WORK INSTRUCTIONS =>
Pick up the blog post on arena financing below and continue it from its last sentence.

EXCERPT =>
══════

Tuesday, March 13, 2007

Arena Number Crunching

Fester started some work on this, and as they don't let people like us look at the nitty-gritty details on Arena financing, we'll have to make due with what the P-G tells us:

The team will no longer have to pay $8.5 million up front. Instead, the state will pay $10.5 million from public development funds.

In addition, the team will only have to commit $2.2 million of its own in annual lease payments, a reduction, but will have to make up the difference by seeking $2 million in naming rights, an increase.

Mr. Rendell said public officials agreed with the team that the previous $270 million construction cost estimate might be too low, and the funding calculations were increased to consider a $290 million pricetag.

The team and the state will split the costs of any increase in construction cost between $290 million and $310 million. The team will cover any cost overrun above $310 million.

The governor said Kansas City had offered a great deal to the team. But what "tipped the balance" toward Pittsburgh was the strong support of the local fans.

And once again, Mr. Rendell said the deal could not have been done without the revenue expected from new slots casinos...

══════

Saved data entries

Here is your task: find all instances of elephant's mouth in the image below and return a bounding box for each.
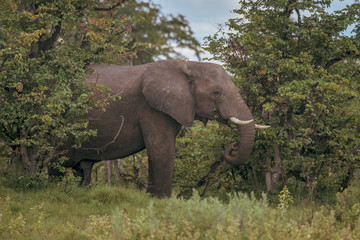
[224,117,270,166]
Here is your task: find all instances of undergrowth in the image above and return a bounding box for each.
[0,177,360,239]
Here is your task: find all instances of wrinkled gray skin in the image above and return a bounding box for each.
[50,60,255,197]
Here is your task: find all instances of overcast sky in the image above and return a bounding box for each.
[153,0,354,60]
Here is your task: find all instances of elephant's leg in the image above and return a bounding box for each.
[142,112,181,198]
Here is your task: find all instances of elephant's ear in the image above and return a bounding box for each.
[142,61,195,127]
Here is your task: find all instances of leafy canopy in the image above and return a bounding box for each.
[0,0,133,174]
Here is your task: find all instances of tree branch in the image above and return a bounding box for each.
[94,0,127,11]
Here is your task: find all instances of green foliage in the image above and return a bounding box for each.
[206,0,360,200]
[0,0,132,175]
[0,179,360,239]
[107,0,202,65]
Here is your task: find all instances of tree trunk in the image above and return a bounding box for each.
[105,160,112,186]
[265,145,281,192]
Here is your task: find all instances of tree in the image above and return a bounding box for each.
[206,0,360,197]
[0,0,133,176]
[111,0,201,65]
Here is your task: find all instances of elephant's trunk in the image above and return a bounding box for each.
[224,103,255,166]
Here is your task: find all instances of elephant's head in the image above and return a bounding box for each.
[143,61,262,166]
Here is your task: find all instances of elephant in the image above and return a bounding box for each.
[50,60,268,198]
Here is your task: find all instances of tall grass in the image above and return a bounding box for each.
[0,177,360,239]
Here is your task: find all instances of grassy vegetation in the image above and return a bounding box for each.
[0,173,360,239]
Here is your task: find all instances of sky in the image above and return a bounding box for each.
[153,0,354,61]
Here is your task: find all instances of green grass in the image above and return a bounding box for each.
[0,177,360,239]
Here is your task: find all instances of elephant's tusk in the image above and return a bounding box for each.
[229,117,254,125]
[255,124,270,129]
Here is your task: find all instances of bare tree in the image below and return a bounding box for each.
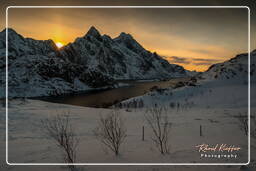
[41,113,79,171]
[94,109,127,156]
[145,107,171,154]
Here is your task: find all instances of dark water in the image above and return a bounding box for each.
[40,78,188,107]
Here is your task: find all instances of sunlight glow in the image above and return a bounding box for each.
[56,42,63,48]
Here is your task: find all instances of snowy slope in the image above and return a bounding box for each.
[0,27,187,97]
[201,50,256,80]
[117,50,256,108]
[60,27,186,79]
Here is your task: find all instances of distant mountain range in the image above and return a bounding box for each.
[0,27,189,97]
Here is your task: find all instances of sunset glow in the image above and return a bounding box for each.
[56,42,63,48]
[8,9,248,71]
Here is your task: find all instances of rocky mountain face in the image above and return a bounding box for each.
[200,50,256,80]
[0,27,187,97]
[0,29,113,97]
[60,27,186,79]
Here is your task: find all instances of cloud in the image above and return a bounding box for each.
[192,58,220,63]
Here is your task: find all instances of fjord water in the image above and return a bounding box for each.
[40,78,188,107]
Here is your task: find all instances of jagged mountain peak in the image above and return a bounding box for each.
[85,26,101,37]
[117,32,133,40]
[1,27,18,34]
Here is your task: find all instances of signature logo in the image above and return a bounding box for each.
[196,144,241,152]
[195,144,241,158]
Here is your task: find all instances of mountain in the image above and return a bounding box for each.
[0,29,114,97]
[0,27,187,97]
[200,49,256,80]
[60,27,186,79]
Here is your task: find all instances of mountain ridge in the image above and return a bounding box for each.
[0,27,186,97]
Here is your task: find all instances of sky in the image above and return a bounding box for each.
[0,1,255,71]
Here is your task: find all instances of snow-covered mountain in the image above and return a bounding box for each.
[200,50,256,80]
[0,27,187,97]
[60,27,186,79]
[0,29,113,97]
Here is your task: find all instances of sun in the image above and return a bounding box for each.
[56,42,63,48]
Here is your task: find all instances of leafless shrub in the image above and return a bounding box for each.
[41,113,79,171]
[145,107,171,154]
[94,110,127,156]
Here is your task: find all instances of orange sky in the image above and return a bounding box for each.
[8,9,250,71]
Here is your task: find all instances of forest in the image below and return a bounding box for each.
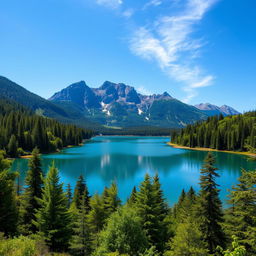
[0,99,92,157]
[171,111,256,153]
[0,148,256,256]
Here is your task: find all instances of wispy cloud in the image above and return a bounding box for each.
[143,0,162,10]
[122,8,134,18]
[136,86,153,95]
[130,0,217,102]
[96,0,123,9]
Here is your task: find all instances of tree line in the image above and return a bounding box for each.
[0,100,92,157]
[171,111,256,153]
[0,149,256,256]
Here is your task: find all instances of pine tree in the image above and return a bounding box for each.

══════

ANSWER SECTION =>
He said the Penguins have been offered a $15 million credit as incentive to spur development around the arena, rather than leaving it as parking. He said officials have set a goal of developing 2.8 acres a year, with the whole area developed in 10 years.
Additionally, PITG (the Don Barden's casino group) will chip in $7.5 million/year over thirty years and the State will match that.

Assuming an interest rate of 5.25% (which also assumes government bonds/municipal insured bonds), we come out with the following values:
Public Development Funds (one time): $10,500,000
Penguins Lease: $32,876,581
Naming rights: $29,887,801
PITG: $112,079,254
State Slots Revenue: $112,079,254
Total: $297,422,891
So, just back of the envelope calculations there, but the deal comes in over the $290M price tag.

HOWEVER, a couple of questions left unanswered:
1) Is Mario's purchase of the former St. Francis Hospital included in the Pen's "credit" even though it is a sunk cost?
2) How are the "development rights" for the Mellon Arena Site to be handled?
3) Are these municipal bonds? State bonds? SEA bonds? If it is the first or last, is it fair to say that "no local money" is being used if it eats into the City's debt?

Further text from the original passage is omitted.